Stated problem: Starting with the line that holds "of the glossy", copy out each remaining line of the listing below, up to and including the last one, and include nothing else.

— Begin Excerpted records —

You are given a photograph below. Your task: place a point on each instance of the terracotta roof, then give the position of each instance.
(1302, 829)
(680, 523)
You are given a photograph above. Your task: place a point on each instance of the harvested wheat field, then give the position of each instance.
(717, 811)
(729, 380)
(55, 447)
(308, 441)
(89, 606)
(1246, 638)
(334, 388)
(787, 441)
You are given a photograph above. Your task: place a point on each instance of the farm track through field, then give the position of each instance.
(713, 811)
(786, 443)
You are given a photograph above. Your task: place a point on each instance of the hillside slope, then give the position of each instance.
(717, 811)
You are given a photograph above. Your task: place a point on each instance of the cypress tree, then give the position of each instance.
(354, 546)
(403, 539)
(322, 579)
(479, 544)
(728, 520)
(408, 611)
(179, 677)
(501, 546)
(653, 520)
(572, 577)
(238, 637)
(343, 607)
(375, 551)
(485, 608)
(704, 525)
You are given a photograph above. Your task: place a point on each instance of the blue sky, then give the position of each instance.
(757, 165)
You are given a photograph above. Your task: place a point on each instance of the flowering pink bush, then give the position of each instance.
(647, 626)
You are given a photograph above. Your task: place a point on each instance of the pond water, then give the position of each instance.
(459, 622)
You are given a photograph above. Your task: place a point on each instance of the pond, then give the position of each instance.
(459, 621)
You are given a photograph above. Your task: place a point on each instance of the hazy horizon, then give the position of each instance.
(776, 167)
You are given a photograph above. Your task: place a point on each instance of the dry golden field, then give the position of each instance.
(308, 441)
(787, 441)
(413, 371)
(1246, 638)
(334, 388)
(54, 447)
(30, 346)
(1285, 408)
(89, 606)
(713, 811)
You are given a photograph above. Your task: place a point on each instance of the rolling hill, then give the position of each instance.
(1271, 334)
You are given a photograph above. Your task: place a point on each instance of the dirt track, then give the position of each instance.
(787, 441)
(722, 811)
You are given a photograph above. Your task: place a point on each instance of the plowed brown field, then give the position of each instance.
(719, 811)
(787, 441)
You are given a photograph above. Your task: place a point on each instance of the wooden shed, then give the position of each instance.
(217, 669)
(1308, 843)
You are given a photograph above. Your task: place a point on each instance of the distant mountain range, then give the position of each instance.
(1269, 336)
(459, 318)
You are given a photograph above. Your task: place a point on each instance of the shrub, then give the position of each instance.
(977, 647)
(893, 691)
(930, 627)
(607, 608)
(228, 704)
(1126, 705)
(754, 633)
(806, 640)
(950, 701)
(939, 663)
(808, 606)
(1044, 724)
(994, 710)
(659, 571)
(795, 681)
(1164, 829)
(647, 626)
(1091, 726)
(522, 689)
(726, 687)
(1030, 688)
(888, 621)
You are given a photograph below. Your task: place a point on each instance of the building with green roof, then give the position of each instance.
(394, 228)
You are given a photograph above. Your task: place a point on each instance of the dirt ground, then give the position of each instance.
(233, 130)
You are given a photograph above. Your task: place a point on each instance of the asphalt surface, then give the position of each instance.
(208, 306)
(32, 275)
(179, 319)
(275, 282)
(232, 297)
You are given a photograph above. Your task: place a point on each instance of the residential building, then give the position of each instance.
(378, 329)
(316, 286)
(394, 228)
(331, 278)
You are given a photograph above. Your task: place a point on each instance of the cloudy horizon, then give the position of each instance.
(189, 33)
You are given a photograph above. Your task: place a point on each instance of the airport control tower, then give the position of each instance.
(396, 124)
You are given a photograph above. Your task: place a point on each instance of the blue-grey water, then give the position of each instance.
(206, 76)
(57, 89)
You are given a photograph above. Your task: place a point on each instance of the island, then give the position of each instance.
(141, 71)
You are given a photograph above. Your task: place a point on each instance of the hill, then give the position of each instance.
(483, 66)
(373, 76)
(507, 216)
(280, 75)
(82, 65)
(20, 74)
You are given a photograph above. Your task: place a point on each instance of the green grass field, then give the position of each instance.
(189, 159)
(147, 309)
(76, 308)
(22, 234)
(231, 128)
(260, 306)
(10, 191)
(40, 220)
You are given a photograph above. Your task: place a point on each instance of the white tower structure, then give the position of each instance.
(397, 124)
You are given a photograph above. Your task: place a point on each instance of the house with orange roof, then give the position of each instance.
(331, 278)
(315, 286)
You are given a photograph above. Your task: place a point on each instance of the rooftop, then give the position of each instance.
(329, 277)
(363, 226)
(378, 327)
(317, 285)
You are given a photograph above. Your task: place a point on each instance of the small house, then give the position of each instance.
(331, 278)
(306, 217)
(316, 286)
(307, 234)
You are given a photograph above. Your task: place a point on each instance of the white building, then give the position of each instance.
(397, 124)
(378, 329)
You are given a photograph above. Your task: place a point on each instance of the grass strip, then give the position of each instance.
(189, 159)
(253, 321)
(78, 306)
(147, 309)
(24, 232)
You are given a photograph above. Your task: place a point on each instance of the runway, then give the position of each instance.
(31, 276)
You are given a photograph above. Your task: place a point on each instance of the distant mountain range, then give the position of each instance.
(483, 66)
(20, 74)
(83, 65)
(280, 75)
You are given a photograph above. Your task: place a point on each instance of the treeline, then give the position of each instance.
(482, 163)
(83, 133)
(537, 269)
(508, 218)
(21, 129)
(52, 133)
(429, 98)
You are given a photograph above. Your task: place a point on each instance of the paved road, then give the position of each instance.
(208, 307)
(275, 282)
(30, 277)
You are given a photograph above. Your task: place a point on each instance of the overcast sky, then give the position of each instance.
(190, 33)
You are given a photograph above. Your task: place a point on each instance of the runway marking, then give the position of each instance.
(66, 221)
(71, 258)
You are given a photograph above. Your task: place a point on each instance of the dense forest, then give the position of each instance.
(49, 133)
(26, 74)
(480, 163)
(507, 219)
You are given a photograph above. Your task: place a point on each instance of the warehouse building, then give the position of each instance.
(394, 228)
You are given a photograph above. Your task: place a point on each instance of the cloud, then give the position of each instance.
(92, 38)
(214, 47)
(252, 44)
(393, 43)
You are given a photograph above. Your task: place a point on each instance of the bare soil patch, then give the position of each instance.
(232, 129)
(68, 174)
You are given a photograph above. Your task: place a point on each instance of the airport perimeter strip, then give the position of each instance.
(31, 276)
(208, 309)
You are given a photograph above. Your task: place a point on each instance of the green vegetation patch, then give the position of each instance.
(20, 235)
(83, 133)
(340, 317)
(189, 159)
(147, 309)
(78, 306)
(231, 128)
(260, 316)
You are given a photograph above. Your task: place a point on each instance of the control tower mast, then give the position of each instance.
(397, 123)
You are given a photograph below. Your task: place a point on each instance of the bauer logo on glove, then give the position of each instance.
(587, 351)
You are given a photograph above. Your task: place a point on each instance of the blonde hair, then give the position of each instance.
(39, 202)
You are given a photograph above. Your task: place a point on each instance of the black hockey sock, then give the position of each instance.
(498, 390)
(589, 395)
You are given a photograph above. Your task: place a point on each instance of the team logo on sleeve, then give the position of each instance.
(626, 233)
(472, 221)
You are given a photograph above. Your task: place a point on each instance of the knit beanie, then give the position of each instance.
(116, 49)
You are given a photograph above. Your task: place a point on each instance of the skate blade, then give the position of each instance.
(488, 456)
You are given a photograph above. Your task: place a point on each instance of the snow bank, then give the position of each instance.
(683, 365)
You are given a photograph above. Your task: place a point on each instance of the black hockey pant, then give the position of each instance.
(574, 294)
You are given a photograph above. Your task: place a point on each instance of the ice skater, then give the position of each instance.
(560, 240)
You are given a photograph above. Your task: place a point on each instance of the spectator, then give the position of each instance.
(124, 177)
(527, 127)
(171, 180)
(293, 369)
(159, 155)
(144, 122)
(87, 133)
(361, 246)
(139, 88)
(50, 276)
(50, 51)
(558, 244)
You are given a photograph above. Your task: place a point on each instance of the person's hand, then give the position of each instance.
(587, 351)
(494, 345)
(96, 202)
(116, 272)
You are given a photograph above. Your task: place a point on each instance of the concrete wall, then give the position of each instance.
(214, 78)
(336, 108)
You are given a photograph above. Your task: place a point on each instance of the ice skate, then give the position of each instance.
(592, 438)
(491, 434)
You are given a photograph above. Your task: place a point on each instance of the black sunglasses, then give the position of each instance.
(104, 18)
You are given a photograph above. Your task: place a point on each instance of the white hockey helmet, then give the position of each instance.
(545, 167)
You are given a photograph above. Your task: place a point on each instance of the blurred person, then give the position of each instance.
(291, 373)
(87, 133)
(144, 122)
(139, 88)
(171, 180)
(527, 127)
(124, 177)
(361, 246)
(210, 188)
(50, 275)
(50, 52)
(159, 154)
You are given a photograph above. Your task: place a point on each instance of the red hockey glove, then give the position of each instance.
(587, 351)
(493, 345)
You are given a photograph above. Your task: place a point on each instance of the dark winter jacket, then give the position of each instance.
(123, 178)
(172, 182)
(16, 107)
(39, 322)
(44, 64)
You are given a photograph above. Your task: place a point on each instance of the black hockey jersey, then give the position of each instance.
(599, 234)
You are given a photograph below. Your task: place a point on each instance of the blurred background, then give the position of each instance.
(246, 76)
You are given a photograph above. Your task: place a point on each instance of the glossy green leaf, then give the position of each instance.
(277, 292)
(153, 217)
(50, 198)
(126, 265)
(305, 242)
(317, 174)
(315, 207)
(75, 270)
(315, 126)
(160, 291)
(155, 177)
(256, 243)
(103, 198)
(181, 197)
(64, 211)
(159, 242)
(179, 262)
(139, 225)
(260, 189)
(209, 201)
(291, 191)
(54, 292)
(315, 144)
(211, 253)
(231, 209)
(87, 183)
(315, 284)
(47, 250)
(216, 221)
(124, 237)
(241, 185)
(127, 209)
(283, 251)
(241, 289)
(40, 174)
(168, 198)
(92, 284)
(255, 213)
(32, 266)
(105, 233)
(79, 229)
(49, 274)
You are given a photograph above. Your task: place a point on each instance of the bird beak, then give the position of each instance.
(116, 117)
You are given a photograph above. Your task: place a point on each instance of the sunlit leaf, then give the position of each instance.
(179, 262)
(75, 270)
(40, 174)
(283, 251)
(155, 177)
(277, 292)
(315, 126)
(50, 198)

— End Excerpted records —

Task output:
You are given a photograph above. Your task: place a point on each instance of the glossy green leaf, then give the position of each instance.
(277, 292)
(153, 217)
(50, 198)
(126, 265)
(305, 242)
(317, 174)
(315, 207)
(75, 270)
(315, 126)
(160, 291)
(155, 177)
(256, 243)
(103, 198)
(181, 197)
(64, 211)
(159, 242)
(179, 262)
(139, 225)
(260, 189)
(209, 201)
(291, 191)
(54, 292)
(315, 144)
(211, 253)
(231, 209)
(87, 183)
(315, 284)
(47, 250)
(216, 221)
(124, 237)
(241, 185)
(127, 209)
(283, 251)
(241, 289)
(40, 174)
(168, 198)
(92, 284)
(255, 213)
(32, 266)
(105, 233)
(79, 229)
(49, 274)
You are given a photograph above. Your task: place a point on each instance of the bird beak, then give the position of each instance.
(116, 117)
You are given a photograph above. Your task: place a point on each instance of the sunlit leaf, then give the position of each instance.
(179, 262)
(75, 270)
(40, 174)
(283, 251)
(155, 177)
(277, 292)
(315, 126)
(50, 198)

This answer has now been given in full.